[Referring expression pointing data]
******

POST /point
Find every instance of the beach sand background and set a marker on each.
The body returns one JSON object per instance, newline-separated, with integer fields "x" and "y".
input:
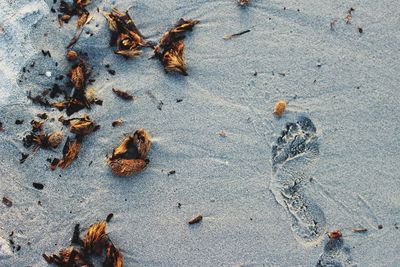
{"x": 345, "y": 82}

******

Task
Please copy every line in the entries where "instance" appears.

Exercise output
Find every instance of the beach sand background and set a marker on each.
The body returns one JSON object per instance, newline-separated, with integer fields "x" and "y".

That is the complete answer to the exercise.